Textauszug.
·····

Ja die kannst Du hernehmen und dann die noch dazu bestellen:
Akasa AK-TT12-80 - beidseitig selbstklebende: Amazon.de: Computer & Zubehor

Doch bestell besser gleich Die hier:
8 Stuck Aluminium VGA-RAM Kuhler/Heatsink 18: Amazon.de: Computer & Zubehor

Nicht verrückt machen lassen wegen der Rezessionen wo der Kleber bemängelt wird. Der hält nur nicht, wenn man die Rambausteine vorher nicht sauber macht.
Ich nehme dafür reines Waschbenzin, meist das hier: Klax Waschbenzin dauerhaft gunstig online kaufen | dm.de
Ist gut und für die Menge an Inhalt günstig 

An zwei Kühlern musst Du etwas feilen, da sie sonst mit der APU Halterung kollidieren, Sie liegen aber trotzdem noch komplett auf dem Ram auf, also keine Sorge.


----------



## SuntuIeu (12. Dezember 2017)

*AW: Ps4 pro laut wärmeleitpaste tauschen?*

@ARCdefender

Wenn ich zB nur der Lüfter einbaue der die Luft rausschickt und kein Loch oben über den Ps4 Lüfter. Was hälst du davon? Ich habe wirklich keine Lust das Blech auszufräsen bzw 'Xclamp' wegzumachen.


----------



## ARCdefender (12. Dezember 2017)

*AW: Ps4 pro laut wärmeleitpaste tauschen?*



SuntuIeu schrieb:


> @ARCdefender
> 
> Wenn ich zB nur der Lüfter einbaue der die Luft rausschickt und kein Loch oben über den Ps4 Lüfter. Was hälst du davon? Ich habe wirklich keine Lust das Blech auszufräsen bzw 'Xclamp' wegzumachen.



Das Xclamp bleibt, kannst Du ja auf den Fotos von mir auf Seite 1 dieses Themas hier sehen. 
Das Blech musst Du nur aussägen wenn du halt andere Ram-kühler verbaust.Loch im Deckel muss auch nicht sein und somit auch kein zusätzlicher Lüfter auf der Unterseite.  Aber dadurch wird sich nicht viel an der Kühlung selbst verändern, habe es auch erst so probiert und es wird immer noch laut.
Den Lüfter der PS4 kannst Du wenn nur gegen einen anderen Radial-Lüfter tauschen, aber das wird schwer dort Einen zu finden der die gleiche Leistung wie der original Lüfter hat, ich glaube sogar es ist unmöglich, mir ist kein freiverkäuflicher Radial-Lüfter der so viel Leistungsaufnahme hat bekannt. Es existieren auch Videos im Netz wo Leute den Radial-Lüfter ausgebaut haben und dafür einen Axial 120 Lüfter verbaut haben, aber ich weiss nicht ob das wirklich so gut ist bei dem Aufbau des APU Kühler der PS4 Pro, also ich würde es nicht machen, da wäre mir einfach ein zu großes Risiko das eben der Lüfter nicht genug kühlt und so die Hardware schaden nimmt.

·····

[Datenliste]
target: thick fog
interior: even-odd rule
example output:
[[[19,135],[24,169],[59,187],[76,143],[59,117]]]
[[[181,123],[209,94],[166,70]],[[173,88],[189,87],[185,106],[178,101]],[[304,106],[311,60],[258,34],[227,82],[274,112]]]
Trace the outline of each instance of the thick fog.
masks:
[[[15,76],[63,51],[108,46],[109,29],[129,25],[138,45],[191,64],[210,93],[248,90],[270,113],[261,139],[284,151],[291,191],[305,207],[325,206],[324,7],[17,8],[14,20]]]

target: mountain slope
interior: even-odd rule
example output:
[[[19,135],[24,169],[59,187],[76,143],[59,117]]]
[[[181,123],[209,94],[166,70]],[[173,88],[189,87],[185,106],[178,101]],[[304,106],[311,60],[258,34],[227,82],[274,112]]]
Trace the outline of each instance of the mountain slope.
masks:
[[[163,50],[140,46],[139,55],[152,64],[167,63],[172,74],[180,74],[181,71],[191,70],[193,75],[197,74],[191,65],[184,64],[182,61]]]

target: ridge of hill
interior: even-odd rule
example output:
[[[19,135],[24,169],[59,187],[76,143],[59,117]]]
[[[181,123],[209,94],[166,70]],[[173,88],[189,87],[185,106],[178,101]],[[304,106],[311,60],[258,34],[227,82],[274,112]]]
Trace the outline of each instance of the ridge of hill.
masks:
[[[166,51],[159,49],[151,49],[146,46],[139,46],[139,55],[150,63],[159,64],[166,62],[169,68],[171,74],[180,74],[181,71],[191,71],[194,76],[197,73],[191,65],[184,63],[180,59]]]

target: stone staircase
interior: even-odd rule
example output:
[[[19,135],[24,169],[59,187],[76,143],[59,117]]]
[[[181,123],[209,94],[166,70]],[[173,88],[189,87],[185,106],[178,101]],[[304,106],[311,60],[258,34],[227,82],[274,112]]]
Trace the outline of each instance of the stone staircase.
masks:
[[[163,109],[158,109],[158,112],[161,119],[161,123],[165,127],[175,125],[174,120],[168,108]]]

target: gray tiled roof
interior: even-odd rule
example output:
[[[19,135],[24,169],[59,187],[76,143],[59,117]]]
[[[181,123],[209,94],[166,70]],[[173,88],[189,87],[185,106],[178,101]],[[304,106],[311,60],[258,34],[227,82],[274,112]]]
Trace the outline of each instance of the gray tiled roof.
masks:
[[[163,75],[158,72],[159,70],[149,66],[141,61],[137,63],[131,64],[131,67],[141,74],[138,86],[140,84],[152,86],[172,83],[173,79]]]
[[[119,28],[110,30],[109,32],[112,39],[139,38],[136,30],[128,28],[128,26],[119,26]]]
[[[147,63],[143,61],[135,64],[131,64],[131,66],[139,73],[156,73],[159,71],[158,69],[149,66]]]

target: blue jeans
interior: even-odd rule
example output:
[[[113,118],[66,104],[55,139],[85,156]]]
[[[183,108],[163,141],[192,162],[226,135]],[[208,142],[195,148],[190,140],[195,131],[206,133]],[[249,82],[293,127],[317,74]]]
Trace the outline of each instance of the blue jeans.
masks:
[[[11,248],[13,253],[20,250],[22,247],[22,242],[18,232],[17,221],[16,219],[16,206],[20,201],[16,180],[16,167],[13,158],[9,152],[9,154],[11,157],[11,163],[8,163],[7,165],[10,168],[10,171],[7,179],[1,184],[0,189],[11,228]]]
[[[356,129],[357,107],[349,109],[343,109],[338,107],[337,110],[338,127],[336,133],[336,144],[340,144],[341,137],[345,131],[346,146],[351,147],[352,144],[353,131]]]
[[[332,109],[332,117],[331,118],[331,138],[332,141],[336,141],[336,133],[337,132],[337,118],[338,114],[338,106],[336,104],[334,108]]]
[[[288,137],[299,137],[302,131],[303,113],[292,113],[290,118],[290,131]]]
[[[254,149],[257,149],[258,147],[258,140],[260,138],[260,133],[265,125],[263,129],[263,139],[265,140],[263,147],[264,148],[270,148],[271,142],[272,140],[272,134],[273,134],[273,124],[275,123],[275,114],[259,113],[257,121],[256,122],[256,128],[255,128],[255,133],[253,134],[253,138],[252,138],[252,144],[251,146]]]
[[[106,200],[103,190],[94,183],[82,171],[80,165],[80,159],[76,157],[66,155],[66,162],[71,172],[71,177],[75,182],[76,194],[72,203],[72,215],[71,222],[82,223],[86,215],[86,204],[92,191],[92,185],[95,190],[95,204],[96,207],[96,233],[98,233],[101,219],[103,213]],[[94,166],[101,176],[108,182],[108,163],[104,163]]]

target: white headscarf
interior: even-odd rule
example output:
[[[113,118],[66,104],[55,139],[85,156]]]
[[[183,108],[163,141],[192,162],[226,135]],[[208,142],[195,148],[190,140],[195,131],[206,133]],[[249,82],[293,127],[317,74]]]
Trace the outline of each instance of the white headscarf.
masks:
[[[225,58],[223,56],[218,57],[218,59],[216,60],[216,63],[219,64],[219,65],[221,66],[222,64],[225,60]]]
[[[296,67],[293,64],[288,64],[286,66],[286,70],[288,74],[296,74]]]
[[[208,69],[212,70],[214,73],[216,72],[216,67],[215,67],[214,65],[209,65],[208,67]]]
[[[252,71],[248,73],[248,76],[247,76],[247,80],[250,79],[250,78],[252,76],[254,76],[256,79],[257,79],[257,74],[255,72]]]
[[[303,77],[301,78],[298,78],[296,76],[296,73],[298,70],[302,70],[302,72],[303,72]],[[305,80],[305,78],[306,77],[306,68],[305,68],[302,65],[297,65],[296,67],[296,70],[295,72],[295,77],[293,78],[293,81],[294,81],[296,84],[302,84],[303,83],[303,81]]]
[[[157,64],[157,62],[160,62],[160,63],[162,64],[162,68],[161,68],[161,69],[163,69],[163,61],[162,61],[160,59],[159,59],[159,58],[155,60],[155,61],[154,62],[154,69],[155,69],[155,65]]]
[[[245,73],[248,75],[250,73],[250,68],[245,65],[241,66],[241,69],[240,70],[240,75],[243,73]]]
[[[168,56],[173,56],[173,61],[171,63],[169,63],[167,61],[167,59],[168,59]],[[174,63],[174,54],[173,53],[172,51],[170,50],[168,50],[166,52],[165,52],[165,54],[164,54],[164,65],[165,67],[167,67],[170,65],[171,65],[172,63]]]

·····

Gestellte Aufgabe A.
Nenne alle Produkte, zu denen der Textauszug einen Einkaufshinweis auf einen Onlineshop gibt.
Gestellte Aufgabe B.
Stimmen die folgenden Aussagen mit dem Textauszug überein? Antworte jeweils mit Ja oder Nein und zitiere die entscheidenden Worte.
(i) Das Xclamp muss entfernt werden.
(ii) Der Kleber hält nicht, wenn die Rambausteine vorher nicht gereinigt werden.
(iii) Ein Loch im Deckel ist unbedingt erforderlich.
Gestellte Aufgabe C.
An wie vielen Kühlern muss laut Textauszug gefeilt werden, und weshalb?

Ausgearbeitete Lösung A.
- Akasa AK-TT12-80 - beidseitig selbstklebende
- 8 Stuck Aluminium VGA-RAM Kuhler/Heatsink 18
- Klax Waschbenzin

Ausgearbeitete Lösung B.
(i) Nein: „Das Xclamp bleibt“
(ii) Ja: „Der hält nur nicht, wenn man die Rambausteine vorher nicht sauber macht.“
(iii) Nein: „Loch im Deckel muss auch nicht sein“

Ausgearbeitete Lösung C.
An zwei Kühlern, da sie sonst mit der APU-Halterung kollidieren.